═══ TASK INPUTS

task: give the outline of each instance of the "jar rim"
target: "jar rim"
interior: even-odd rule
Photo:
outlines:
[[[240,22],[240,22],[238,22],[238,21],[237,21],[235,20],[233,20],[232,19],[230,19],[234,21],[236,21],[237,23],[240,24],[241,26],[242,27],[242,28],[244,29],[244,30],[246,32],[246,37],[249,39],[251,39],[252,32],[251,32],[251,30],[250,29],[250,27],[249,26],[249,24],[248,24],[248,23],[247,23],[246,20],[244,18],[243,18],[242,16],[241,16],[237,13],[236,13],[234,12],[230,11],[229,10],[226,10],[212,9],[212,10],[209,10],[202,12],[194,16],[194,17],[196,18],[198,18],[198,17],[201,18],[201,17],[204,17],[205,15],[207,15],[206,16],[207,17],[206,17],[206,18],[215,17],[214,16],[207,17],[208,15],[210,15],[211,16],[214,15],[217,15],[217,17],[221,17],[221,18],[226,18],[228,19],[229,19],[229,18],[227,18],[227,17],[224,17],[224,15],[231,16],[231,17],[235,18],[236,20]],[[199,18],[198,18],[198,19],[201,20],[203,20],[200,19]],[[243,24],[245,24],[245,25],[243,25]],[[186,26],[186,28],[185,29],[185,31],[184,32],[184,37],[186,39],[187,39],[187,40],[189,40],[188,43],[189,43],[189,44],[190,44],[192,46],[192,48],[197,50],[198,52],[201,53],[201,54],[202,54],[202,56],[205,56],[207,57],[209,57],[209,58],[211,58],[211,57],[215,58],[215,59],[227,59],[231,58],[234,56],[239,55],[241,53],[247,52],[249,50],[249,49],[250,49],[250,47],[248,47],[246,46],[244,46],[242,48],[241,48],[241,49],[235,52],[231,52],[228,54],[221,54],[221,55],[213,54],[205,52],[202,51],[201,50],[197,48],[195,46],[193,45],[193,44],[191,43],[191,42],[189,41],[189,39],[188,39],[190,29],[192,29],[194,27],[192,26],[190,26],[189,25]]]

══════

GOAL >>
Render every line of the records above as a JSON list of strings, one string per line, leaving out blank lines.

COMPLETE RESPONSE >>
[
  "task: give the outline of each instance of the \"jar rim\"",
  "target: \"jar rim\"",
  "interior: even-odd rule",
  "Photo:",
  "outlines:",
  "[[[240,22],[240,22],[238,22],[238,21],[237,21],[235,20],[233,20],[232,19],[230,19],[234,21],[236,21],[237,23],[240,24],[241,26],[242,27],[242,28],[244,29],[244,30],[246,32],[246,37],[249,39],[251,39],[252,32],[251,32],[251,30],[250,29],[250,27],[249,26],[249,24],[248,24],[248,23],[247,23],[246,20],[244,18],[243,18],[242,16],[241,16],[237,13],[236,13],[234,12],[230,11],[229,10],[226,10],[212,9],[212,10],[209,10],[202,12],[194,16],[194,17],[196,18],[198,18],[198,17],[201,18],[201,17],[204,17],[205,15],[207,15],[206,16],[207,17],[206,17],[206,18],[215,17],[214,16],[207,17],[208,15],[210,15],[211,16],[214,15],[217,15],[217,17],[221,17],[221,18],[226,18],[228,19],[229,19],[229,18],[227,18],[227,17],[224,17],[224,15],[231,16],[231,17],[235,18],[236,20]],[[199,18],[198,18],[198,19],[201,20],[203,20],[200,19]],[[243,24],[245,24],[245,25],[243,25]],[[186,26],[186,28],[185,29],[185,31],[184,32],[184,37],[186,39],[187,39],[187,40],[189,40],[188,43],[189,43],[189,44],[190,44],[192,46],[192,48],[197,50],[198,52],[201,53],[201,54],[202,54],[202,56],[205,56],[207,57],[209,57],[209,58],[211,58],[211,57],[215,58],[215,59],[227,59],[231,58],[234,56],[239,55],[241,53],[247,52],[249,50],[249,49],[250,49],[250,47],[248,47],[246,46],[244,46],[242,48],[241,48],[241,49],[235,52],[231,52],[228,54],[221,54],[221,55],[213,54],[205,52],[202,51],[201,50],[197,48],[195,46],[193,45],[193,44],[191,43],[191,42],[189,41],[189,39],[188,39],[190,29],[192,29],[194,27],[192,26],[190,26],[189,25]]]"
]